| WORK INSTRUCTION |
Every line of the entries with the word "curved" in it should be shown.
'''
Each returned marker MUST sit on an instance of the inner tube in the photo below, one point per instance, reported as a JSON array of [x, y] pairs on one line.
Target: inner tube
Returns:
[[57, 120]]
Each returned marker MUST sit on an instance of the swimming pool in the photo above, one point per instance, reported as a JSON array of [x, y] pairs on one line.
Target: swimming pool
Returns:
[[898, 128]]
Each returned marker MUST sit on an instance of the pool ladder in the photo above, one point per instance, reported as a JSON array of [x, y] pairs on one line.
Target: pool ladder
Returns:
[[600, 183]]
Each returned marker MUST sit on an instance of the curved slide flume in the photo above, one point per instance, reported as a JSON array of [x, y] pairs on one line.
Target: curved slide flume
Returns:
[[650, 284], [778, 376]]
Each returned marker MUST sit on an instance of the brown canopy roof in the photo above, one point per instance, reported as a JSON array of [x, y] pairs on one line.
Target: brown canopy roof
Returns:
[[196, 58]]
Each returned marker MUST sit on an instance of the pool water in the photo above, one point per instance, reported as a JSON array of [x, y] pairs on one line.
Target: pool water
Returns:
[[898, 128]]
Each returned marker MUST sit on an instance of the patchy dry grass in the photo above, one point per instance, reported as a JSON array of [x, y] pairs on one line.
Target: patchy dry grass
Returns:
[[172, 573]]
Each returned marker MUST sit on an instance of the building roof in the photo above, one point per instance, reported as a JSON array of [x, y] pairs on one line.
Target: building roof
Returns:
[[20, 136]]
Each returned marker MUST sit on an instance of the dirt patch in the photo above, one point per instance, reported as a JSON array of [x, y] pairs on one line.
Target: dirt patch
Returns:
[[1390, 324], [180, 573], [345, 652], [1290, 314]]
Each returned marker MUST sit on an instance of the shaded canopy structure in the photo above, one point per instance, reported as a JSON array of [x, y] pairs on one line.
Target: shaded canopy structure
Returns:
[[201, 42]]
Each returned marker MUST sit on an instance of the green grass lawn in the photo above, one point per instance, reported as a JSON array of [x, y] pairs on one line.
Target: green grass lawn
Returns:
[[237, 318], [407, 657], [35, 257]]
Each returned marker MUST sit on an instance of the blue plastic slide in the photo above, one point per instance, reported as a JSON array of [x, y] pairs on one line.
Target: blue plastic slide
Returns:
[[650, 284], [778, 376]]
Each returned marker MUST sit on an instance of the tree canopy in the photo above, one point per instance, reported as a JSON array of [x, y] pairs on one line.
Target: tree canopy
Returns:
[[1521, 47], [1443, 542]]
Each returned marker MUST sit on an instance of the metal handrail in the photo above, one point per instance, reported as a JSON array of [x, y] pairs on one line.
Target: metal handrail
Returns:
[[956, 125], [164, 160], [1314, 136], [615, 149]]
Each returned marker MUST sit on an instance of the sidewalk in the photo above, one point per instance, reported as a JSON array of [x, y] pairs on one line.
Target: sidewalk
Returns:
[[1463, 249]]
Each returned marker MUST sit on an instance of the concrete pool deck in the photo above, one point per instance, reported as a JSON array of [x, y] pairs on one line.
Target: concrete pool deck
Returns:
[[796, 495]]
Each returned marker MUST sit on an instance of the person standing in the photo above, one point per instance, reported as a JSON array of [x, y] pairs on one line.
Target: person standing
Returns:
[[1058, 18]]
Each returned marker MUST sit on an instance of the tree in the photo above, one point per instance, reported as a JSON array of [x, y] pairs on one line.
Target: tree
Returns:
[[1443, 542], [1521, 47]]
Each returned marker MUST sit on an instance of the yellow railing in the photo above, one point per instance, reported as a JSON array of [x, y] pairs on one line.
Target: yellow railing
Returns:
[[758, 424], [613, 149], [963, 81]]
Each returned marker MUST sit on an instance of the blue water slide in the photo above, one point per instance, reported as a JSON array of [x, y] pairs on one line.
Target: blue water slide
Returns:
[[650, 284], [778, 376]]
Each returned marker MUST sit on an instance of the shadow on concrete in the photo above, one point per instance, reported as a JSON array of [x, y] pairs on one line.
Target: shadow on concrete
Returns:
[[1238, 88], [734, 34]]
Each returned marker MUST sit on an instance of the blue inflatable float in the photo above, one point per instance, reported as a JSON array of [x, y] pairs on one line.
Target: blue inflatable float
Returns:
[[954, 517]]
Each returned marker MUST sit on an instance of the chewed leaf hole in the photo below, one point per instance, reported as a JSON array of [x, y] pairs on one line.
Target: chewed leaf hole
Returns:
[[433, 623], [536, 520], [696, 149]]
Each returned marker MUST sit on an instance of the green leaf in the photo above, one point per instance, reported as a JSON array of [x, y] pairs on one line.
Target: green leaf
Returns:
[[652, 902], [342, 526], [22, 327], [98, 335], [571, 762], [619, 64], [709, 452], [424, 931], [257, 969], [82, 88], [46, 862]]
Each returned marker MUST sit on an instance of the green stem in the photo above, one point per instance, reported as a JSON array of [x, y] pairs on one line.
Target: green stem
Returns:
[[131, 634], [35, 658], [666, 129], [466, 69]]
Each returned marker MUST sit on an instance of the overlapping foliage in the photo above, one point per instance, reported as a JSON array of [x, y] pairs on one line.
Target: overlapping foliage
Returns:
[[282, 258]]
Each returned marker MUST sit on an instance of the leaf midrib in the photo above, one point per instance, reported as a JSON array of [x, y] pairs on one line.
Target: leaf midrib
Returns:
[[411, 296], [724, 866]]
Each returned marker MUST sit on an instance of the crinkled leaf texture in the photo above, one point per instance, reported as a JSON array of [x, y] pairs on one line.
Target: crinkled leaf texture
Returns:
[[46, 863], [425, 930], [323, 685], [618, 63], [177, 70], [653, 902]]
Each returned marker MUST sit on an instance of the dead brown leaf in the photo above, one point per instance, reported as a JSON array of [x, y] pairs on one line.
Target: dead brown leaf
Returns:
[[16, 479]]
'''
| EXERCISE RESPONSE |
Each returned marker MUST sit on an instance of the curved slide flume in the photo above, one point per instance, reported as a JSON array of [x, y] pairs on one line.
Target: curved slide flume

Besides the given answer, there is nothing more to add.